##### Textabschnitt #####
Auslandsgeschäft hofft auf Impulse
Parallel zur Außenhandelsstatistik bestätigen auch die exportorientierten Industrie- und Dienstleistungsunternehmen wenig neue Impulse durch das Auslandsgeschäft, mit positivem Ausreißer bei der Nachfrage aus Nordamerika. Die Umsatzsteigerungen im Export beruhen überwiegend auf Inflationseffekten. Für die kommenden Monate setzen die Unternehmen vor allem auf zusätzliche Kunden und Aufträge aus Nord-, Mittel- und Südamerika sowie aus dem Asien-Pazifik-Raum (ohne China). Aufgrund neuer geopolitischer Entwicklungen wie z. B. dem Nahost-Krieg und anhaltender Unsicherheiten in China und Osteuropa bleibt für 28 Prozent aller Industrieunternehmen die Auslandsnachfrage ein Risikofaktor.
Investitionsklima hierzulande leidet
Das Investitionsklima leidet aufgrund vielfältiger Unsicherheitsfaktoren. „Immer weniger Unternehmen planen derzeit Investitionen in der Heimat,“ warnt IHK-Hauptgeschäftsführer Dr. Jürgen Helmes. Gleichzeitig investieren Ostbayerns Unternehmen mehr und mehr in ihre Auslandsstandorte. Von den 50 Prozent der Befragten mit Auslandsbudget geben 16 Prozent an, dass damit eine Teilverlagerung von Prozessen ins Ausland verbunden sei. Immerhin wollen noch zwölf Prozent ihre Inlandskapazitäten erhöhen. Für 2024 geplante Projekte siedeln sie schwerpunktmäßig in den Bereichen Ersatzbedarf sowie Energie- und Umweltschutzmaßnahmen an.
Ausblick
Die Beschäftigungsabsichten sind erstmals seit 2021 leicht im negativen Bereich. Mehr als ein Viertel der Betriebe in Industrie und Handel planen mit weniger Beschäftigten, was angesichts der pessimistischen Geschäftserwartungen jedoch noch vergleichbar stabil sei. Als Reaktion auf den Arbeitskräftemangel stehen Maßnahmen zur Standardisierung und Digitalisierung im Fokus der Betriebe.
Insbesondere die Risikobewertungen zeigen: Das unberechenbare politische Umfeld lähmt die Wirtschaft. Der Sparzwang bei öffentlichen Auftraggebern schlägt bereits auf Auftragnehmer aus Dienstleistung, Industrie und Bau durch. Gleichzeitig wird die hohe Steuer- und Abgabenbelastung als wachstumshemmend gesehen. Insgesamt fehlt es in der Region an einer Aufbruchstimmung. Hoffnung keimt angesichts steigender Erwartungen in der Industrie bezüglich der Auslandsaufträge. Eine positive Entwicklung im Bereich der Vorleistungs- und Konsumgüter könnte den notwendigen Aufwärtssog für den Rest der Wertschöpfungsketten bedeuten, so die IHK-Experten.
#####
Zu erledigende Aufgaben
1 – Tippe den Textabschnitt von „Auslandsgeschäft hofft auf“ bis einschließlich „Auslandsnachfrage ein Risikofaktor.“ wortgetreu ab.
2 – Beantworte anhand des Textabschnitts diese Fragen:
(a) Für wie viel Prozent aller Industrieunternehmen bleibt die Auslandsnachfrage ein Risikofaktor?
(b) Wie viel Prozent der Unternehmen wollen noch ihre Inlandskapazitäten erhöhen?
(c) Seit welchem Jahr sind die Beschäftigungsabsichten erstmals leicht im negativen Bereich?
##### Angezeigte Einträge #####
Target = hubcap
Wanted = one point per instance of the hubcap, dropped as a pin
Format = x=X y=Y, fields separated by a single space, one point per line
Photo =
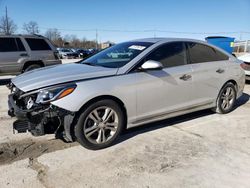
x=100 y=125
x=227 y=98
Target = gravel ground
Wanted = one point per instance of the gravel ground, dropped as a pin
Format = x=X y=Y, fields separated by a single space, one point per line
x=201 y=149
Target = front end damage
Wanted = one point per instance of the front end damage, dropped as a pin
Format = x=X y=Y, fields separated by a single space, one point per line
x=39 y=118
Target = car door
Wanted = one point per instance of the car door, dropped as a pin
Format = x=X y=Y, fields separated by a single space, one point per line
x=11 y=50
x=160 y=92
x=209 y=69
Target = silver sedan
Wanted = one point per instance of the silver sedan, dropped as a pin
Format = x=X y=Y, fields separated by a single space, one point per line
x=126 y=85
#####
Lösungen in Reihenfolge
1 –
Auslandsgeschäft hofft auf Impulse
Parallel zur Außenhandelsstatistik bestätigen auch die exportorientierten Industrie- und Dienstleistungsunternehmen wenig neue Impulse durch das Auslandsgeschäft, mit positivem Ausreißer bei der Nachfrage aus Nordamerika. Die Umsatzsteigerungen im Export beruhen überwiegend auf Inflationseffekten. Für die kommenden Monate setzen die Unternehmen vor allem auf zusätzliche Kunden und Aufträge aus Nord-, Mittel- und Südamerika sowie aus dem Asien-Pazifik-Raum (ohne China). Aufgrund neuer geopolitischer Entwicklungen wie z. B. dem Nahost-Krieg und anhaltender Unsicherheiten in China und Osteuropa bleibt für 28 Prozent aller Industrieunternehmen die Auslandsnachfrage ein Risikofaktor.

2 –
(a) Für 28 Prozent.
(b) Zwölf Prozent.
(c) Seit 2021.